- [GIVEN PASSAGE]
--- begin ---

Ash and Walnut Curly maple neck blanks Curly birdseye maple neck blanks 75 year old Mahogany 90 year old "golden" mahogany 90 year old "golden" mahogany

I spent yesterday afternoon running my tools, revealing the hidden beauty of some very special lumber that I purchased two years ago. I got the wood from the estate of famous American wood worker and artist, Wharton Esherick (http://www.whartonesherickmuseum.org/studio.html). This was a special chance opportunity to select some of the finest of lumber, especially at this early stage in my career. I was in the right place at the right time.

The density, color and other characteristics of these boards have a different feel than other quality woods available today. It’s hard to describe, but if you held each board you would feel the difference from others. There’s something spiritual about these boards as compared to others. Perhaps I’m feeling, in hindsight, the foresight of Esherick’s sense of quality in lumber. After all, he picked this wood out for his own personal endeavors as a wood worker, but passed before he could get to it. Does that mean he just had a lot of wood, or was he saving some of these boards because they were so special? I’ll never know, but it’s amazing to consider the story and spirit of these boards that are in my wood shop! I picked the cream of the crop, from a master craftsman’s cream of the crop!

--- end ---

- [REQUIREMENT A] Quote the passage about the lumber from Wharton Esherick's estate in full, word for word.

Outline labeling records
--- begin ---

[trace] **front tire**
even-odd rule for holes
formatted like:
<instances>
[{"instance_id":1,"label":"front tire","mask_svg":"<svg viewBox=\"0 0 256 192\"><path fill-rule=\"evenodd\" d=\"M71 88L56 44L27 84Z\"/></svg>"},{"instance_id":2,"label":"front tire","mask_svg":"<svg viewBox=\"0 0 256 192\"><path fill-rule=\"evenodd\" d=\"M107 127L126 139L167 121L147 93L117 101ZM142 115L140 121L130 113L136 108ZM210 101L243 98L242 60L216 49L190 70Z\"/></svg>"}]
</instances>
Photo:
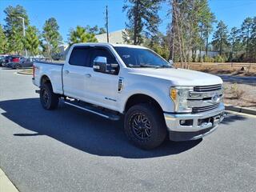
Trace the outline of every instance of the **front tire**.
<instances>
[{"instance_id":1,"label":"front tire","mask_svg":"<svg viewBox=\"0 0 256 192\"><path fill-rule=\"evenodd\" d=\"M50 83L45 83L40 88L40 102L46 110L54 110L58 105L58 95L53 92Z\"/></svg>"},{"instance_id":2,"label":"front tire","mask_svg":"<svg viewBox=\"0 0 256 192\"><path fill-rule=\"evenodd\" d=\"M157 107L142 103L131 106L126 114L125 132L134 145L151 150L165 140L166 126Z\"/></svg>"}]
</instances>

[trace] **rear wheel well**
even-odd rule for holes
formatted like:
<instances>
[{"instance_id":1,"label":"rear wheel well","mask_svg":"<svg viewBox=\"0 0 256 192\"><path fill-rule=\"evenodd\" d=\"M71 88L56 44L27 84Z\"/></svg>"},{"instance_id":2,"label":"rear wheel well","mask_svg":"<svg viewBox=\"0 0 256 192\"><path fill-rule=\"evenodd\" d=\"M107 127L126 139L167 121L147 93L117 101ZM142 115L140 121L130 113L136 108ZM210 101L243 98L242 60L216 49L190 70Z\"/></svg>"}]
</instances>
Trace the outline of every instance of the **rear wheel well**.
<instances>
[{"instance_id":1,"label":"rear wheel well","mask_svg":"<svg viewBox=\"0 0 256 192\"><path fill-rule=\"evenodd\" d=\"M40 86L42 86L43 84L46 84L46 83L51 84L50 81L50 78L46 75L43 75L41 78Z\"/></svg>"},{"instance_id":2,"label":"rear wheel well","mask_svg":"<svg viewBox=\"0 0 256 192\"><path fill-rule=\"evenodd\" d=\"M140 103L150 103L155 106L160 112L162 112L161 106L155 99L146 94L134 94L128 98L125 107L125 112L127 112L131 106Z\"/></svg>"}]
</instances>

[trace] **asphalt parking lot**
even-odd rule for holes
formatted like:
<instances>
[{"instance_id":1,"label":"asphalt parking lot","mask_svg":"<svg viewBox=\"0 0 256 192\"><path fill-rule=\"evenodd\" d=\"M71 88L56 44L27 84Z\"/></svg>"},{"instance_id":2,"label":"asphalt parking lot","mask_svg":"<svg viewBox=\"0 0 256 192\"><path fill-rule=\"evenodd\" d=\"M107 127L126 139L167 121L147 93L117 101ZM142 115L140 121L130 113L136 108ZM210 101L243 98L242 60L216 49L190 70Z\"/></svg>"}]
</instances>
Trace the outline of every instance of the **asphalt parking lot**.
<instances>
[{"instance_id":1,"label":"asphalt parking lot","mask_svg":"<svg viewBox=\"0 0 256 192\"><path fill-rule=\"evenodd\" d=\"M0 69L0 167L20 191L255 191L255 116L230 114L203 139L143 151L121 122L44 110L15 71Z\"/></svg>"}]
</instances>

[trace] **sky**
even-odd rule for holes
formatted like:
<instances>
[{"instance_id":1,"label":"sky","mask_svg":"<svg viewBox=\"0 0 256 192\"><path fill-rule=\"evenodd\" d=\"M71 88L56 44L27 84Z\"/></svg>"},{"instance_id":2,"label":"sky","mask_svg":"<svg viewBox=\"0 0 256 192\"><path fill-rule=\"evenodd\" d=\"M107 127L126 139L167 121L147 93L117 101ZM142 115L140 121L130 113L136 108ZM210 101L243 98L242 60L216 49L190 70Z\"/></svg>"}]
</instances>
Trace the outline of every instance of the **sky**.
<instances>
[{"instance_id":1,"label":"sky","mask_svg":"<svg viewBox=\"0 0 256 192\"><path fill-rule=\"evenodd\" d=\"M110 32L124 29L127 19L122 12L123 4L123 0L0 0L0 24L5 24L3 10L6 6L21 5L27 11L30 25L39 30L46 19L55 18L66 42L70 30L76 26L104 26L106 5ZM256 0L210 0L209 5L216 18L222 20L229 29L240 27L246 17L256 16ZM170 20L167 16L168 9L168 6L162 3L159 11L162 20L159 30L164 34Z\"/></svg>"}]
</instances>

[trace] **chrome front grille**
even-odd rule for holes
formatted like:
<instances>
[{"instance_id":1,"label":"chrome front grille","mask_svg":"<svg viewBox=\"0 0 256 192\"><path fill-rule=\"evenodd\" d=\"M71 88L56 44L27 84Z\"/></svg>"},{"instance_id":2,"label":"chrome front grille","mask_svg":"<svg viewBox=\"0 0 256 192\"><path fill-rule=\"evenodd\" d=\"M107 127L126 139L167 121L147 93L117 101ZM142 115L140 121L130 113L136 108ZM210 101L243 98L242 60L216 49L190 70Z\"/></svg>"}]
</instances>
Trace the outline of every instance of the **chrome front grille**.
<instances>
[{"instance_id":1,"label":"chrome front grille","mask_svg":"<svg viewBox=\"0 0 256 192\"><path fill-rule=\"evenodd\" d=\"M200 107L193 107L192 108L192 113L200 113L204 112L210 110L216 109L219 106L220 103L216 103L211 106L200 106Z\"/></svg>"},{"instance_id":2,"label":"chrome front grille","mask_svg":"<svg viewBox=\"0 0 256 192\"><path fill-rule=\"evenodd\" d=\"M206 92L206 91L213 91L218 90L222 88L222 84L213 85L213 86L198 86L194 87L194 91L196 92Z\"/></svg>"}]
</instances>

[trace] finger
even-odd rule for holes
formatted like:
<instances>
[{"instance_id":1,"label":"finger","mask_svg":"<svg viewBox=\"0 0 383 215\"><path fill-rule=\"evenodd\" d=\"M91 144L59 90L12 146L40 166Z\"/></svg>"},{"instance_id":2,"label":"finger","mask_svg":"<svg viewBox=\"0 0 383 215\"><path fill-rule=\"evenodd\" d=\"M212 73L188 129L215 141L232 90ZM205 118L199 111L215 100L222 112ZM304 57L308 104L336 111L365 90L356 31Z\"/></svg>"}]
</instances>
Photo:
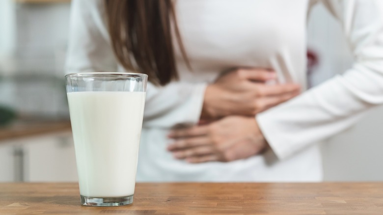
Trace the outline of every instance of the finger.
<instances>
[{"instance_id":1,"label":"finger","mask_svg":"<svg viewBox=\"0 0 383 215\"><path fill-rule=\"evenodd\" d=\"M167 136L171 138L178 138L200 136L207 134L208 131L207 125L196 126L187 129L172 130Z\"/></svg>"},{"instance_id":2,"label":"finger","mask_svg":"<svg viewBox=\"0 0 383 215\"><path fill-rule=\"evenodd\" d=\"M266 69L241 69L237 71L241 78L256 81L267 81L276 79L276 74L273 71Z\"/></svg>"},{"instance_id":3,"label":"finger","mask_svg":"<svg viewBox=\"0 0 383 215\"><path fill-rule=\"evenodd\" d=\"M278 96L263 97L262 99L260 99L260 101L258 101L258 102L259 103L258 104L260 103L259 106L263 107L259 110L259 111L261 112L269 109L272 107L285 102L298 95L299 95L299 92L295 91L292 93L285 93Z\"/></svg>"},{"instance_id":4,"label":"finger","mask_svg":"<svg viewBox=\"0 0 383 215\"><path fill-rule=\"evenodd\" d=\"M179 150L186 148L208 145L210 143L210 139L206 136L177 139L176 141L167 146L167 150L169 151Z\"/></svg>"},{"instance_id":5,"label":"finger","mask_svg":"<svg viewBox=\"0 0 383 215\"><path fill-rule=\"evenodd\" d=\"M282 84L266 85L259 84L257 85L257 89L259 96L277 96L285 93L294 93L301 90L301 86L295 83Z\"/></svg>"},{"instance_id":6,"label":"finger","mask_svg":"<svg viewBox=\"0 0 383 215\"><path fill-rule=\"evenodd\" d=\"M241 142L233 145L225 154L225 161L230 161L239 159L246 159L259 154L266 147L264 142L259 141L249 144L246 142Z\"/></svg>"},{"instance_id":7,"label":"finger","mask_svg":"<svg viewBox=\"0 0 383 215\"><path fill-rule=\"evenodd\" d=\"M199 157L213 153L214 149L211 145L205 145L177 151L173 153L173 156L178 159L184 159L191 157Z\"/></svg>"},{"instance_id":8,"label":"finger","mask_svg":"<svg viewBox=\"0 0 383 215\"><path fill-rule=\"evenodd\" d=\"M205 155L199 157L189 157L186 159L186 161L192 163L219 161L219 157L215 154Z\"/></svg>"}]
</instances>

--- end ---

- [REQUIREMENT B] How many lines of the records contain the string "grille"? Reply with the number alone.

- [TASK RESULT A]
Ash and Walnut Curly maple neck blanks Curly birdseye maple neck blanks 75 year old Mahogany 90 year old "golden" mahogany 90 year old "golden" mahogany

I spent yesterday afternoon running my tools, revealing the hidden beauty of some very special lumber that I purchased two years ago. I got the wood from the estate of famous American wood worker and artist, Wharton Esherick (http://www.whartonesherickmuseum.org/studio.html). This was a special chance opportunity to select some of the finest of lumber, especially at this early stage in my career. I was in the right place at the right time.

The density, color and other characteristics of these boards have a different feel than other quality woods available today. It’s hard to describe, but if you held each board you would feel the difference from others. There’s something spiritual about these boards as compared to others. Perhaps I’m feeling, in hindsight, the foresight of Esherick’s sense of quality in lumber. After all, he picked this wood out for his own personal endeavors as a wood worker, but passed before he could get to it. Does that mean he just had a lot of wood, or was he saving some of these boards because they were so special? I’ll never know, but it’s amazing to consider the story and spirit of these boards that are in my wood shop! I picked the cream of the crop, from a master craftsman’s cream of the crop!

- [TASK RESULT B] 4